Start Data in this exercise

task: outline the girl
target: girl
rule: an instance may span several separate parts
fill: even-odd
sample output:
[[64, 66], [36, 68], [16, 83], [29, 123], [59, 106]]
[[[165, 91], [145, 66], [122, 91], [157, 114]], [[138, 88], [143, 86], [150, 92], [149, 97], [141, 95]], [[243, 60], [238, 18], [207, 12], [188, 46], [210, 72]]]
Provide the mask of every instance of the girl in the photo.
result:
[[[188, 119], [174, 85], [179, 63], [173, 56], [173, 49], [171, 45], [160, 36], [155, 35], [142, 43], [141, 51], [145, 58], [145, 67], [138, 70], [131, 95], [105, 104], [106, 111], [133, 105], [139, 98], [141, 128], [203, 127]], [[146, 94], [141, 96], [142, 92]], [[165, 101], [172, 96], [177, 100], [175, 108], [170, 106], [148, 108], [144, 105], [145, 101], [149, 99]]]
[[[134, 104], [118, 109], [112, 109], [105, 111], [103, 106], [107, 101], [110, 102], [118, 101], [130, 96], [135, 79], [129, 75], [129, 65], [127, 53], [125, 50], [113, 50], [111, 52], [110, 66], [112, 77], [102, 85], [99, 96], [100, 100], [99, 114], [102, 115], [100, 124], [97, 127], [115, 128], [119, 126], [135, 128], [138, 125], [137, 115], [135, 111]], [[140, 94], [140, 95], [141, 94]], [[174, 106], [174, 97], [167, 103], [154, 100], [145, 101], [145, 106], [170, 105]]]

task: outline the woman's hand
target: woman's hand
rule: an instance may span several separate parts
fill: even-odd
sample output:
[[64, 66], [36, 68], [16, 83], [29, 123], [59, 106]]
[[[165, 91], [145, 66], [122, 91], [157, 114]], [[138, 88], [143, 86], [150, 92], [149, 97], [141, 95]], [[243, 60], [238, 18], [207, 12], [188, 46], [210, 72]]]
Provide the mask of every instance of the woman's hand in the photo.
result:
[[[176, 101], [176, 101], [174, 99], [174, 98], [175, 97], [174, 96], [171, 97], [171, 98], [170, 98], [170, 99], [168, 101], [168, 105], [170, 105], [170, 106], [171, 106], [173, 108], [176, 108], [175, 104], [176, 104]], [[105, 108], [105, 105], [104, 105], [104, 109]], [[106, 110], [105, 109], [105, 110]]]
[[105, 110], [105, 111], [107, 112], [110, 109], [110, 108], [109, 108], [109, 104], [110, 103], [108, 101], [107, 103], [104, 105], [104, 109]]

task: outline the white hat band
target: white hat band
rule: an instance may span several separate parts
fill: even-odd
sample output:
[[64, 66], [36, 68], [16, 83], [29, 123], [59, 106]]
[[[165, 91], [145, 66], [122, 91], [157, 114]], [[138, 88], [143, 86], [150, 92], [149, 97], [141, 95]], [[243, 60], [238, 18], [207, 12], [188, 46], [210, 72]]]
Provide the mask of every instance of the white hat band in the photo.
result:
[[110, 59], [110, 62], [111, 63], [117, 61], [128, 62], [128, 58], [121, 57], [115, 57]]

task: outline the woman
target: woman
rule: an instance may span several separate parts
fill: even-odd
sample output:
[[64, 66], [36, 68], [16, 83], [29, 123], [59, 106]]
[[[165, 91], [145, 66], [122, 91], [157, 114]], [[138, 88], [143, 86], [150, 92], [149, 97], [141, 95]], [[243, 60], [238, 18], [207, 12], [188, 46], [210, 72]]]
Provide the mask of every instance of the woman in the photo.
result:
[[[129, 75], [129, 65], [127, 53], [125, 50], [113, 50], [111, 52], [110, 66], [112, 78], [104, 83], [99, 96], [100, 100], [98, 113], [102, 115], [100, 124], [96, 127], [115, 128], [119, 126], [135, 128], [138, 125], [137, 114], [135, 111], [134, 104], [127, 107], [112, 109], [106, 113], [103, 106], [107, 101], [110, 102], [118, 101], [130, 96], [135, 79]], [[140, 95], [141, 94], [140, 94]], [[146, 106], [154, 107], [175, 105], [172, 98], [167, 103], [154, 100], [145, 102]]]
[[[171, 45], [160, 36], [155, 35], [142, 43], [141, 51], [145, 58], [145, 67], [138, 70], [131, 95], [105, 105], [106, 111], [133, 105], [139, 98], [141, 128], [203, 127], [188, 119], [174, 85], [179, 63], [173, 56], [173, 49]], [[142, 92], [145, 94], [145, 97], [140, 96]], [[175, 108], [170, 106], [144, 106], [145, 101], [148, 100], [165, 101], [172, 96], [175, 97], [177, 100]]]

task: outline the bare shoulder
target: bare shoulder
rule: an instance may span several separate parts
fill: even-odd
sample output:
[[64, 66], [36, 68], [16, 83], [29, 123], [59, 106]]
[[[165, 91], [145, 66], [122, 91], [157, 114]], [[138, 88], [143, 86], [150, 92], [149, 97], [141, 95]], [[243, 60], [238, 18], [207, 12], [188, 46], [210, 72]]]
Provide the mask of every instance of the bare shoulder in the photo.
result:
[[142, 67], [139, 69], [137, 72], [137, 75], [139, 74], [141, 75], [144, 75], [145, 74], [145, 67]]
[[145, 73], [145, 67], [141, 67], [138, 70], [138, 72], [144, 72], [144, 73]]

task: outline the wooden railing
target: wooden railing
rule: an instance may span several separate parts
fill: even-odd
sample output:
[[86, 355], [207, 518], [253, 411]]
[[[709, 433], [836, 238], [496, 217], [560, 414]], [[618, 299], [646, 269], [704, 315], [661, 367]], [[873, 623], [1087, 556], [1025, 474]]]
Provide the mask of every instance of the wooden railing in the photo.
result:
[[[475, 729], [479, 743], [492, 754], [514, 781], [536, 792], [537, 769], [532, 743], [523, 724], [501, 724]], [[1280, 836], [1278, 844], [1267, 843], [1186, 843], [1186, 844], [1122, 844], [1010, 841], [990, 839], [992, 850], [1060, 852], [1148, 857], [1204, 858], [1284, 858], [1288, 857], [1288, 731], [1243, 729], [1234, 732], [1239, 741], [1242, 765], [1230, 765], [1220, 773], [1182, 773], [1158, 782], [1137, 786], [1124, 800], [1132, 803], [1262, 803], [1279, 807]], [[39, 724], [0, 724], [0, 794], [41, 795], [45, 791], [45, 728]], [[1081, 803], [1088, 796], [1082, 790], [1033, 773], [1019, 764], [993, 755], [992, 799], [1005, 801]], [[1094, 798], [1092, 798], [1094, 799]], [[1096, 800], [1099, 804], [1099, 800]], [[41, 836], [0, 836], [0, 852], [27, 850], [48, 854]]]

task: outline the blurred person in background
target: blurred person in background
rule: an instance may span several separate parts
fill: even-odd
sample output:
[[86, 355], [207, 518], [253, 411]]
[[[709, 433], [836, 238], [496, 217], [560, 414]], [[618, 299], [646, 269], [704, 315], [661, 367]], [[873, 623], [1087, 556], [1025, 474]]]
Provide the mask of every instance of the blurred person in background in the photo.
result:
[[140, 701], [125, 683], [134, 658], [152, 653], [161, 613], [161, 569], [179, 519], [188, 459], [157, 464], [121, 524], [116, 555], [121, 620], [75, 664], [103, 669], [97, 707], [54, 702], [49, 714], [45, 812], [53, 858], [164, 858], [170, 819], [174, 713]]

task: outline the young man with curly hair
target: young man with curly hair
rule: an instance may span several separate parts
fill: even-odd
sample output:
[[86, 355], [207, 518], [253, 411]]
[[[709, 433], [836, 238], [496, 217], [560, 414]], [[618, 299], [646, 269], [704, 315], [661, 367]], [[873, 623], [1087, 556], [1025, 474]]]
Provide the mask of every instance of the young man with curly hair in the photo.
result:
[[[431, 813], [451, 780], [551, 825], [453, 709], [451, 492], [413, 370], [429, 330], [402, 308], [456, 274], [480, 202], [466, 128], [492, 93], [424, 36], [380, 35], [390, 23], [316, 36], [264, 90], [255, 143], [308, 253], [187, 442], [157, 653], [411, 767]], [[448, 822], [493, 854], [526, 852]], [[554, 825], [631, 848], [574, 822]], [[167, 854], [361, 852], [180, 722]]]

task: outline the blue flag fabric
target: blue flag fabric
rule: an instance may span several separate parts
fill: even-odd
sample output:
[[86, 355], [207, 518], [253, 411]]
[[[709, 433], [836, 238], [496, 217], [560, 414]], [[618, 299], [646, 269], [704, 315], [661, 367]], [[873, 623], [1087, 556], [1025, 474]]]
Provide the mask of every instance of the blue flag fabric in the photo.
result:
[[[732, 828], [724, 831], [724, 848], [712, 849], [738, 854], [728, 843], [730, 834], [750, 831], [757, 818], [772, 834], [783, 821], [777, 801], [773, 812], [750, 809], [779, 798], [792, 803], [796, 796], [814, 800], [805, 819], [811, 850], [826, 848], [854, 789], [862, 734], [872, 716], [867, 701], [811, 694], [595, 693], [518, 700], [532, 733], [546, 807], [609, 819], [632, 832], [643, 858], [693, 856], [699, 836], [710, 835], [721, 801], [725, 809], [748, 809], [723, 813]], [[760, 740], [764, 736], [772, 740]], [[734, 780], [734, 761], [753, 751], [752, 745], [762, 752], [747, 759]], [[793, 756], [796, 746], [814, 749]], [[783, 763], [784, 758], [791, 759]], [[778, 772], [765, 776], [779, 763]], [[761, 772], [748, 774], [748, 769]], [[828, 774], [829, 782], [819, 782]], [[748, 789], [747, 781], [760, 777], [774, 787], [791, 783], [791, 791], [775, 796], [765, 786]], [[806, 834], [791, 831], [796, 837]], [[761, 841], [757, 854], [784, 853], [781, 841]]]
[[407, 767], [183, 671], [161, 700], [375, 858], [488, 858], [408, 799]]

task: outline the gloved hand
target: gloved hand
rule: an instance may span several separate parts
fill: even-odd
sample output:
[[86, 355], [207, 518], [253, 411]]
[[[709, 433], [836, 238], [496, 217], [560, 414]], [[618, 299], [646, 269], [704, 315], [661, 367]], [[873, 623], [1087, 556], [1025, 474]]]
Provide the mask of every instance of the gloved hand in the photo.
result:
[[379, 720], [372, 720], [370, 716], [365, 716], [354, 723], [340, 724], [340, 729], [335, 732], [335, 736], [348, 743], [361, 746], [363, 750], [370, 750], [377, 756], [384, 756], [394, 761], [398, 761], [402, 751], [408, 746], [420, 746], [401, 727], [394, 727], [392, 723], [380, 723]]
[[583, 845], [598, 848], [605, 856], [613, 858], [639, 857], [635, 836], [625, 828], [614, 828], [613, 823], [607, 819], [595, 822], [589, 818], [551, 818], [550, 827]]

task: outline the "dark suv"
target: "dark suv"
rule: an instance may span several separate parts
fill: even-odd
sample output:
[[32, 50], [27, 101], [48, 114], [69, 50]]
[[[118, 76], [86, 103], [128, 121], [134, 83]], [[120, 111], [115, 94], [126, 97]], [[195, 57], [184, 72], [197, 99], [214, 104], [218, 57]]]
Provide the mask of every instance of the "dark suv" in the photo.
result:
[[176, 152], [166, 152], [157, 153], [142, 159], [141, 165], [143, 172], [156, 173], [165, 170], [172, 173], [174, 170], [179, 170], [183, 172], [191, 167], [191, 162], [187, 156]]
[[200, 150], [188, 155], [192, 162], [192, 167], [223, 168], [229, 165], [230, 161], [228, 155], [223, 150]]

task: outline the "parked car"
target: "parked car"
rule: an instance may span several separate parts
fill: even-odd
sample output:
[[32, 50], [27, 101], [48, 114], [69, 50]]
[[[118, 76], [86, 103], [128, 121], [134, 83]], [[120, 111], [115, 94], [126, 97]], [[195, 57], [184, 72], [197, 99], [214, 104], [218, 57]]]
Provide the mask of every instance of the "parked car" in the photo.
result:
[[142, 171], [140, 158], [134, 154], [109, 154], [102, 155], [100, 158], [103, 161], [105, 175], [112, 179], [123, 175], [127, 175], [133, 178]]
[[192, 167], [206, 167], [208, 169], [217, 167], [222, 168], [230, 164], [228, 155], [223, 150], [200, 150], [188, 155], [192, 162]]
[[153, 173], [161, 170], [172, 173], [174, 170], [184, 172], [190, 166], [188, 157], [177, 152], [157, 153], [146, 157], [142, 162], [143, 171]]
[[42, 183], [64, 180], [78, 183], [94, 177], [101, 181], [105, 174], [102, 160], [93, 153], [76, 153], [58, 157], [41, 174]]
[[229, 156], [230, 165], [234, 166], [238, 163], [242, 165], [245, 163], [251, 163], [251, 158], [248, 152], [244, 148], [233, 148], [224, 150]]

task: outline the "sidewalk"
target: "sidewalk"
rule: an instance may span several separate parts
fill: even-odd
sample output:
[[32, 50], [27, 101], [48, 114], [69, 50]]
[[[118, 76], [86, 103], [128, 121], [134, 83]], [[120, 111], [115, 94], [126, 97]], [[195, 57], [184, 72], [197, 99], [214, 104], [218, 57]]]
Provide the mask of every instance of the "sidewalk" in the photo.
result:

End Data in this exercise

How many lines in the rows above contain the string "band"? Case counts, and the reply should be the number alone.

● **Reply to the exercise**
3